> _ABOUT THIS EXERCISE_
Please reproduce, word for word, the part of the article on U.S. infant mortality between "The lead author" and "severely pre-term babies.", inclusive.

> _DOCUMENT SEGMENT_
=== Begin Enclosure ===
Far more infants die in their first year of life in the United States than in most of the developed world, and new data from the Centers for Disease Control suggests one of the main reasons is premature births, and that could be helped by better access to prenatal care for mothers.
Infant mortality is a standard measure of a nation’s health. The most recent numbers show that seven in 1,000 babies die before their first birthday in the United States, compared to about two in 1,000 in Singapore, the best in the world. Twenty-nine countries rank better than the U.S. — nearly all of Europe, plus Australia, Canada, Hong Kong, Israel, Japan, New Zealand and Singapore.
A new CDC study says the U.S. has a much higher rate of premature births (before the 38th week of pregnancy), and prematurity goes hand in hand with higher death rates, not to mention long-term disabilities.
Twelve in one hundred babies are born prematurely in the U.S., compared to five in one hundred in Ireland. The CDC study says that if the prematurity rate could be cut substantially, much of the gap between the U.S. and the rest of the Western world could be eliminated.
But not all. Even among babies born at full term, the U.S. still has a higher death rate than most of the West, because of a higher risk of dying in the U.S. from sudden infant death syndrome, accidents, assaults and homicides, according to the CDC.
An article in the New York Times quotes Dr. Alan R. Fleischman, medical director for the March of Dimes, as saying
the new report was “an indictment of the U.S. health care system” and the poor job it had done in taking care of women and children. The report, Dr. Fleischman added, “puts together two very important issues, both of which we knew about but hadn’t linked tightly.”
Dr. Fleischman said the smallest, earliest and most fragile babies were often born to poor and minority women who lacked health care and social support. The highest rates of infant mortality occur in non-Hispanic black, American Indian, Alaska Native and Puerto Rican women. But other minorities have some of the lowest infant mortality rates in the United States: Asian and Pacific Islanders, Central and South Americans, Mexicans and Cubans.
The lead author of the CDC study, Marian F. MacDorman, a statistician at the National Center for Health Statistics, said American doctors also increasingly deliver babies at “late pre-term,” between 34 and 37 weeks, for conditions like high blood pressure and diabetes that in earlier times they would have waited out. These late pre-term babies also have a higher risk of dying than full-term babies, but not as much as the severely pre-term babies.
=== End Enclosure ===
> _DATASET CONTENT_
=== Begin Enclosure ===
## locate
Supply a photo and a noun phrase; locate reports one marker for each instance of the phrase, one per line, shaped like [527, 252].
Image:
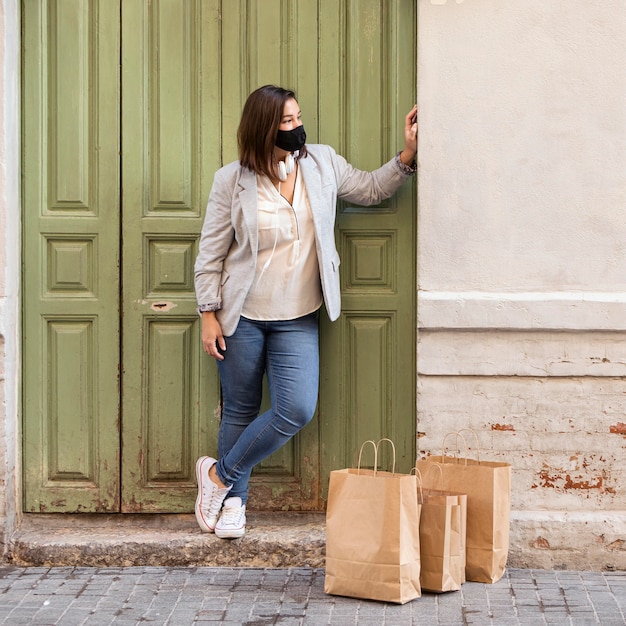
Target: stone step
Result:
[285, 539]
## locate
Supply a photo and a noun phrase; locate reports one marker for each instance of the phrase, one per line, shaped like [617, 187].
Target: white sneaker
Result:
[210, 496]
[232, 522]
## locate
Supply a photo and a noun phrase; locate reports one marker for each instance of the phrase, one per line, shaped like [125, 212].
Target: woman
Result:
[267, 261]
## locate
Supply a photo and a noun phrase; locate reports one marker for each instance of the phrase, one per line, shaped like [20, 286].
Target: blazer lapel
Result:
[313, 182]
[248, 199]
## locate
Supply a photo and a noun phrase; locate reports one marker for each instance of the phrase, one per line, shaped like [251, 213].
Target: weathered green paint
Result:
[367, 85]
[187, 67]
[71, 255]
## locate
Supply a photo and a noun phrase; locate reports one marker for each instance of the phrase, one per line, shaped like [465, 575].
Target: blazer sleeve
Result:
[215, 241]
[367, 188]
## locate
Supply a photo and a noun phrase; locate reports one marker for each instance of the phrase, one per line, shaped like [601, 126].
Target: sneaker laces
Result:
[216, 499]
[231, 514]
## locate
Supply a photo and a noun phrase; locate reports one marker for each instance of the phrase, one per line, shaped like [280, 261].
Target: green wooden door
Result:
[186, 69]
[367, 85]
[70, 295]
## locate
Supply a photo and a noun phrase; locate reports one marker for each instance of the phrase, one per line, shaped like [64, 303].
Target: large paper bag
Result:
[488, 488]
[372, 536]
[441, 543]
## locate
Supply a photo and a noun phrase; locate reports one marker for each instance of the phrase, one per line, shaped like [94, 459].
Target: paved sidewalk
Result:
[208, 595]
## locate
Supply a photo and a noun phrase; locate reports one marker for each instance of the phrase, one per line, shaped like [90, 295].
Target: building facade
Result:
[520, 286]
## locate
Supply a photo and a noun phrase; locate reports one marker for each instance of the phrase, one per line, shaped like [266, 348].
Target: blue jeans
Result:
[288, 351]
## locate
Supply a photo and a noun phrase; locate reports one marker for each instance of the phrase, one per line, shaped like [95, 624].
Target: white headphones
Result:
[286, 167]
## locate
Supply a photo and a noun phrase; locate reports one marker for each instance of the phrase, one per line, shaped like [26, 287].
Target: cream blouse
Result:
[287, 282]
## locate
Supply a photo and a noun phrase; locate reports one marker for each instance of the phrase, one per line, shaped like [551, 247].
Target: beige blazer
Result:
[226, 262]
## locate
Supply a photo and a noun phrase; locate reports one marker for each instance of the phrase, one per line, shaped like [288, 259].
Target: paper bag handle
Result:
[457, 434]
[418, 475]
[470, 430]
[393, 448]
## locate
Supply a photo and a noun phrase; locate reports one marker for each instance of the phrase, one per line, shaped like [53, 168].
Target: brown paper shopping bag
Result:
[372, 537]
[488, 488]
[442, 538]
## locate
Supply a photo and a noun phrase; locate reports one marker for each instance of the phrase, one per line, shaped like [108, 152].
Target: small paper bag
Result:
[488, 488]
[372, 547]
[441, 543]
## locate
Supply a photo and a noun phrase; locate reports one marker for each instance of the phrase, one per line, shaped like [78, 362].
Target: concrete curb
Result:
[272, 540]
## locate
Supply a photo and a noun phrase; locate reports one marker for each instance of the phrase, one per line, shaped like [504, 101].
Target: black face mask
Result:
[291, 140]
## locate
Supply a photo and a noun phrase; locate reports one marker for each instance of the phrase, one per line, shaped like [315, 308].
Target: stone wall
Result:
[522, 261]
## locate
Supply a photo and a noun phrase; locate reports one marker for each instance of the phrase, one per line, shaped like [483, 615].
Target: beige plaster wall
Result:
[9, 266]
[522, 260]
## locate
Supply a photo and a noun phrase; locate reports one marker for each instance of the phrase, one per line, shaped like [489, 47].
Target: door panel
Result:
=== End Enclosure ===
> _RESPONSE_
The lead author of the CDC study, Marian F. MacDorman, a statistician at the National Center for Health Statistics, said American doctors also increasingly deliver babies at “late pre-term,” between 34 and 37 weeks, for conditions like high blood pressure and diabetes that in earlier times they would have waited out. These late pre-term babies also have a higher risk of dying than full-term babies, but not as much as the severely pre-term babies.